MATERIAL FOR THE TASK.
--------------------

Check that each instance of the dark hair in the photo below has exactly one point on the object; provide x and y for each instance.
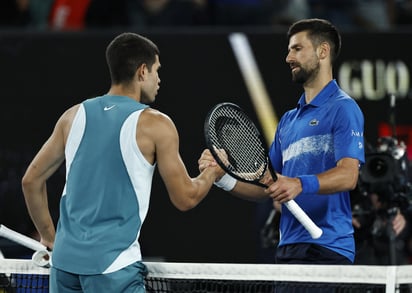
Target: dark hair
(126, 53)
(319, 30)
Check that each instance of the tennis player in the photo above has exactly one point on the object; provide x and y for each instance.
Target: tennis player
(111, 145)
(317, 151)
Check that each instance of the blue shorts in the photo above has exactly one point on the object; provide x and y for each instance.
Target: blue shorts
(127, 280)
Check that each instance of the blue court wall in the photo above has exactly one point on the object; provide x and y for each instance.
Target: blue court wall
(43, 73)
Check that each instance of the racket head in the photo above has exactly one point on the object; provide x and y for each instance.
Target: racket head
(227, 127)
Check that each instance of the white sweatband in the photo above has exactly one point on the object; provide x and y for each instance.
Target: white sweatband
(227, 182)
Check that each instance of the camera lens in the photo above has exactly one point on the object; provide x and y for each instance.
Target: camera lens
(378, 167)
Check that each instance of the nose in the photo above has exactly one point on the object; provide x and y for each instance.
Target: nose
(288, 58)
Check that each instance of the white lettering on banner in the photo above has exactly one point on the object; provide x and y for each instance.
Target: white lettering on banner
(374, 80)
(356, 133)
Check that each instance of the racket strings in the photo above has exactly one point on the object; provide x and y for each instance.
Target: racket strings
(232, 131)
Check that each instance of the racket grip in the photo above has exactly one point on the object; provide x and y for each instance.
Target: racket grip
(304, 219)
(21, 239)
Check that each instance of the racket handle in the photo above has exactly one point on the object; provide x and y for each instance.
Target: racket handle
(304, 219)
(21, 239)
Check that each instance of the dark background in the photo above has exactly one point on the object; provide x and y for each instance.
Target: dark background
(43, 73)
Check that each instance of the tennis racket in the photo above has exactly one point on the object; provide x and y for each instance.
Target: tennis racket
(244, 155)
(41, 255)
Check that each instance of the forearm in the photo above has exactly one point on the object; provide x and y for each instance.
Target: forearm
(37, 205)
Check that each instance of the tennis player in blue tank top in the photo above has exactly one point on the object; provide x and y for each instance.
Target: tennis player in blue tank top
(317, 151)
(111, 145)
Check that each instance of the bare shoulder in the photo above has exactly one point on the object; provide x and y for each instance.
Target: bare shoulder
(66, 119)
(152, 118)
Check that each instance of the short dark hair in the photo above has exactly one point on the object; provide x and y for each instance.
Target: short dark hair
(319, 30)
(127, 52)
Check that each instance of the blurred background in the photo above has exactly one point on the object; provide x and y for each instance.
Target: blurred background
(52, 56)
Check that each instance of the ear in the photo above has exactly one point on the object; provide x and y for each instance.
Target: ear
(324, 50)
(141, 72)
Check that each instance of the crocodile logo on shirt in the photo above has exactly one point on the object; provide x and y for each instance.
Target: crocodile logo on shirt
(314, 122)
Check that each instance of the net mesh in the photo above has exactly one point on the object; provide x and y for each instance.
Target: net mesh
(24, 276)
(229, 128)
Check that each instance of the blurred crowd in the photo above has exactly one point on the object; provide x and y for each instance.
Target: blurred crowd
(84, 14)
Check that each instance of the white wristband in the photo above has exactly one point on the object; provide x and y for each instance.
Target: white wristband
(227, 182)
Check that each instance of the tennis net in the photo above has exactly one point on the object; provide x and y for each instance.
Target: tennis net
(164, 277)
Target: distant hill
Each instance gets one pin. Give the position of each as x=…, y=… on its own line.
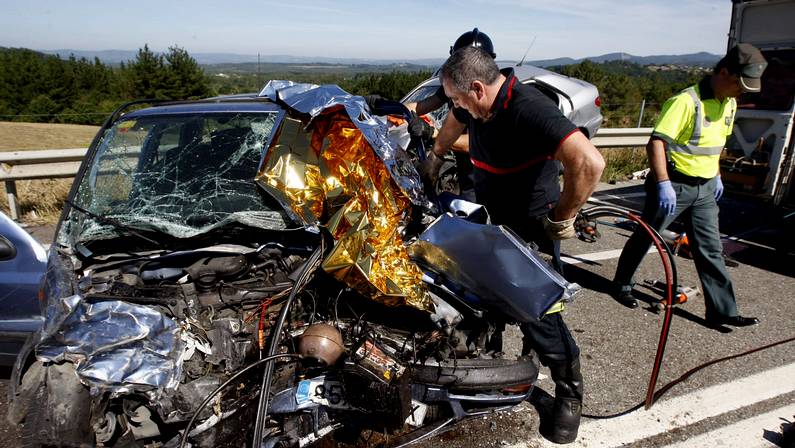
x=114, y=57
x=701, y=59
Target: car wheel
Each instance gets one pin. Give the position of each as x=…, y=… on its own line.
x=56, y=407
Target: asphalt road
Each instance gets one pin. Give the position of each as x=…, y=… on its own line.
x=618, y=344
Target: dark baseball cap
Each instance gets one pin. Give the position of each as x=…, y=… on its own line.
x=746, y=61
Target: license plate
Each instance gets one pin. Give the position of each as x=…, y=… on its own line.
x=417, y=415
x=323, y=392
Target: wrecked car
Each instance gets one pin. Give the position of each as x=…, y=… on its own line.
x=265, y=270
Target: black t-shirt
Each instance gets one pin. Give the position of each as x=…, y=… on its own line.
x=442, y=96
x=515, y=174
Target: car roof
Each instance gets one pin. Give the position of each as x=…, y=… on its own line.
x=236, y=104
x=560, y=82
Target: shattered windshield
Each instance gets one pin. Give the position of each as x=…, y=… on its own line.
x=179, y=174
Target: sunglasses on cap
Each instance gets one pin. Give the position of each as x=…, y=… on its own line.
x=753, y=70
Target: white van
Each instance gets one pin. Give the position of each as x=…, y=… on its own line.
x=759, y=156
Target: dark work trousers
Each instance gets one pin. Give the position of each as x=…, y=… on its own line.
x=532, y=230
x=699, y=211
x=549, y=336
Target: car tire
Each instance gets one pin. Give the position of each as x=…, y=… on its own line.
x=56, y=406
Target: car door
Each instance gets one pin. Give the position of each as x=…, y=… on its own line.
x=23, y=262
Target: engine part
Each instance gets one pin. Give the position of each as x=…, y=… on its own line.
x=377, y=362
x=321, y=342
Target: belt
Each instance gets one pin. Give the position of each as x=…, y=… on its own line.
x=681, y=178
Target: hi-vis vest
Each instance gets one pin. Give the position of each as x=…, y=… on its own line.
x=695, y=131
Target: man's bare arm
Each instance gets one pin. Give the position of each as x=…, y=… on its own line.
x=582, y=168
x=655, y=150
x=448, y=135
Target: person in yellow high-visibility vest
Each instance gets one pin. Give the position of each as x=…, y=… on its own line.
x=684, y=152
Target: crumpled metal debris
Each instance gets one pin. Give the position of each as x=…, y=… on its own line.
x=117, y=346
x=516, y=280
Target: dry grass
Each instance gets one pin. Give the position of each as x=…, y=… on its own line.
x=41, y=200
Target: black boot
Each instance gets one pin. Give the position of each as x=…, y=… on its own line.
x=566, y=412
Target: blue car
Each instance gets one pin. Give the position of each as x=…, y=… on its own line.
x=23, y=262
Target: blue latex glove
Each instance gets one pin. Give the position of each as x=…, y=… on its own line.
x=667, y=197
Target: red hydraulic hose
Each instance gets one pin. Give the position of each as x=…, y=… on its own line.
x=670, y=280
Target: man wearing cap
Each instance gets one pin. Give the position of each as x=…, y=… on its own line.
x=516, y=134
x=684, y=151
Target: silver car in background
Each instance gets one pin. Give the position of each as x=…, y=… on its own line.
x=578, y=100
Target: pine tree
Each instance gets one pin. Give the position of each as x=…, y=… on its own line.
x=183, y=77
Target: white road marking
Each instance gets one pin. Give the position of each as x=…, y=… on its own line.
x=602, y=194
x=682, y=411
x=747, y=433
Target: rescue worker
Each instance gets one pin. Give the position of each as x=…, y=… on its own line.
x=684, y=152
x=515, y=135
x=459, y=143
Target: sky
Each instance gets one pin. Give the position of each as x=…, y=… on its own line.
x=370, y=29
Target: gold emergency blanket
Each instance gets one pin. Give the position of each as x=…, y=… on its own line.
x=336, y=180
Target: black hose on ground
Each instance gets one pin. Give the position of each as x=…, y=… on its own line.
x=276, y=331
x=652, y=395
x=223, y=386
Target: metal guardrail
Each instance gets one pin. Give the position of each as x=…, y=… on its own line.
x=62, y=163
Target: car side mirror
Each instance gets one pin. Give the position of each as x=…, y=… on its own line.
x=7, y=249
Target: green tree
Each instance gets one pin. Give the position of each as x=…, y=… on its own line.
x=183, y=78
x=42, y=108
x=144, y=75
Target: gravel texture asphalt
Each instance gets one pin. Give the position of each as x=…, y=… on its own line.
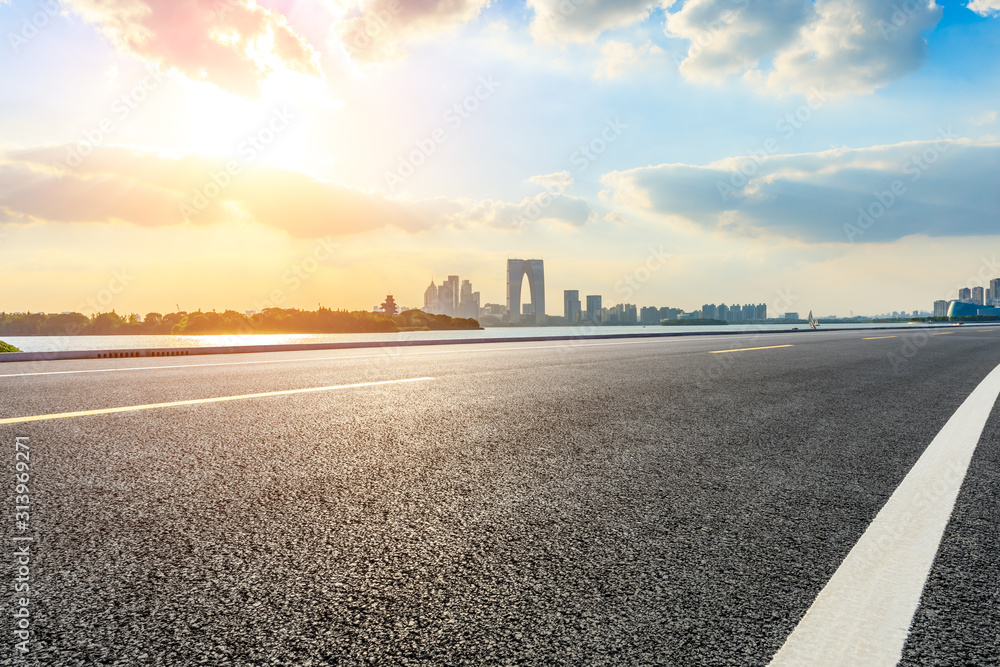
x=599, y=503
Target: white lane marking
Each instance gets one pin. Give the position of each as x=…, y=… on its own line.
x=863, y=615
x=199, y=401
x=748, y=349
x=408, y=352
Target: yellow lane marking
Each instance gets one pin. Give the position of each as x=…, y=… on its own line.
x=747, y=349
x=198, y=401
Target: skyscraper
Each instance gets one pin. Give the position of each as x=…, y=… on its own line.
x=594, y=308
x=571, y=306
x=455, y=295
x=468, y=302
x=534, y=269
x=431, y=299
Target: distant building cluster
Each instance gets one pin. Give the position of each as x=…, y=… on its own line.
x=452, y=299
x=528, y=306
x=745, y=313
x=972, y=301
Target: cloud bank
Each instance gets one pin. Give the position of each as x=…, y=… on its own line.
x=942, y=187
x=790, y=46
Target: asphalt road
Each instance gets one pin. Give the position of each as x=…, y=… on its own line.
x=598, y=503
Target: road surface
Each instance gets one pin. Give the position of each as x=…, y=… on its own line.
x=676, y=502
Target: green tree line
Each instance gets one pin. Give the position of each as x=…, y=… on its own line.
x=268, y=321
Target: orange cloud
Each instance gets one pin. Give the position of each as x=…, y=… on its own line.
x=114, y=184
x=234, y=44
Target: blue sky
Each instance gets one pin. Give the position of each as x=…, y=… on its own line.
x=841, y=102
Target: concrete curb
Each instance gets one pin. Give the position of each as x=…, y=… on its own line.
x=293, y=347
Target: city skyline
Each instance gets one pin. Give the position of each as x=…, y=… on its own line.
x=309, y=151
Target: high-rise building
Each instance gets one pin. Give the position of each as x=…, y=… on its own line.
x=446, y=298
x=431, y=299
x=455, y=294
x=594, y=308
x=468, y=301
x=571, y=306
x=534, y=269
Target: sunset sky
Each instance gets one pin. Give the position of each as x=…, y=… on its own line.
x=231, y=154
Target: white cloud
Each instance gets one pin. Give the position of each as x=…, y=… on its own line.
x=381, y=28
x=849, y=47
x=731, y=36
x=985, y=7
x=940, y=187
x=581, y=21
x=234, y=44
x=560, y=181
x=620, y=58
x=985, y=118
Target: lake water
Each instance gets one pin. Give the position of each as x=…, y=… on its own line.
x=65, y=343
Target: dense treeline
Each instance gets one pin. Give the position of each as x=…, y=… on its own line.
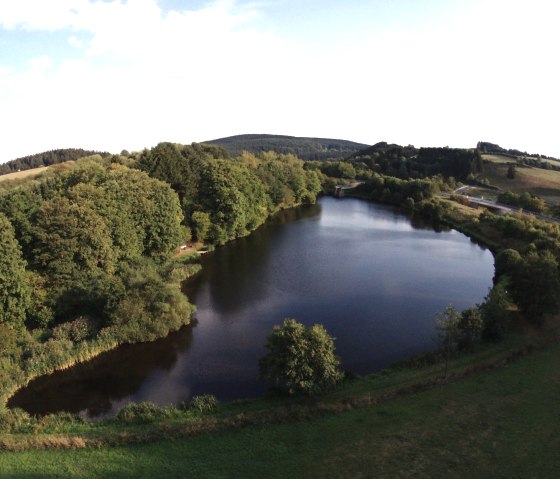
x=528, y=250
x=223, y=199
x=492, y=148
x=47, y=158
x=408, y=162
x=308, y=149
x=86, y=253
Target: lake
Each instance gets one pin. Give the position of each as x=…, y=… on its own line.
x=372, y=276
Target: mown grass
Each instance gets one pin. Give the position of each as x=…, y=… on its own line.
x=18, y=175
x=502, y=422
x=545, y=183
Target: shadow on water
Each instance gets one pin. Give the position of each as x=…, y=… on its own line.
x=373, y=276
x=242, y=260
x=94, y=386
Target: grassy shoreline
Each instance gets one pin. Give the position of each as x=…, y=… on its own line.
x=364, y=392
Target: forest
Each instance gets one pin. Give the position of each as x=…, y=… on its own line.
x=89, y=251
x=88, y=254
x=307, y=149
x=48, y=158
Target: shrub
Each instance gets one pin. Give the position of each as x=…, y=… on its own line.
x=140, y=412
x=78, y=330
x=204, y=403
x=300, y=359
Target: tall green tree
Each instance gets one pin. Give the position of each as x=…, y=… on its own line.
x=15, y=292
x=300, y=359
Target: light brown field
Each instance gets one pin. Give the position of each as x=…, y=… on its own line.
x=18, y=175
x=545, y=183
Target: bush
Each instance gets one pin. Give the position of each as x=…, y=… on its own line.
x=15, y=420
x=204, y=403
x=78, y=330
x=301, y=359
x=141, y=412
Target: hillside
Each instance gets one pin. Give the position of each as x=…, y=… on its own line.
x=46, y=158
x=486, y=147
x=304, y=148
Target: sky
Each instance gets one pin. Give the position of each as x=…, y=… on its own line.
x=110, y=75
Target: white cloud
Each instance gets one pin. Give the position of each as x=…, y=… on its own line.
x=145, y=75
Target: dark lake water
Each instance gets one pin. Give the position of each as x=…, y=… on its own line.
x=370, y=275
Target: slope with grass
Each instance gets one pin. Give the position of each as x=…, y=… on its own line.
x=302, y=147
x=538, y=181
x=501, y=422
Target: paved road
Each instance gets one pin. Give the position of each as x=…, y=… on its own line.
x=500, y=206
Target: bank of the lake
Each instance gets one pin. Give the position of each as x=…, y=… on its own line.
x=372, y=276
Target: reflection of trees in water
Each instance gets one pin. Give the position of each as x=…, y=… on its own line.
x=109, y=377
x=242, y=262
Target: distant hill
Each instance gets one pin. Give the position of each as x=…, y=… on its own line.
x=46, y=158
x=410, y=162
x=493, y=149
x=304, y=148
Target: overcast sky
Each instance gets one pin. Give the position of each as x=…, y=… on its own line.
x=113, y=75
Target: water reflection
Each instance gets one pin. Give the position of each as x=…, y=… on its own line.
x=370, y=274
x=94, y=386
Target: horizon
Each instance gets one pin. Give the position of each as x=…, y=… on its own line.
x=506, y=147
x=114, y=75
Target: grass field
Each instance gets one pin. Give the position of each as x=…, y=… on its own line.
x=500, y=423
x=18, y=175
x=545, y=183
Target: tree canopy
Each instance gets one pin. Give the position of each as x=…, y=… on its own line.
x=300, y=359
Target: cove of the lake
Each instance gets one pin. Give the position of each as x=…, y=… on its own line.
x=370, y=275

--------------------

EXERCISE OBJECTIVE. Search the data above for "field" and copy every line where it turns up.

RESPONSE.
Target: light brown field
Target: grass field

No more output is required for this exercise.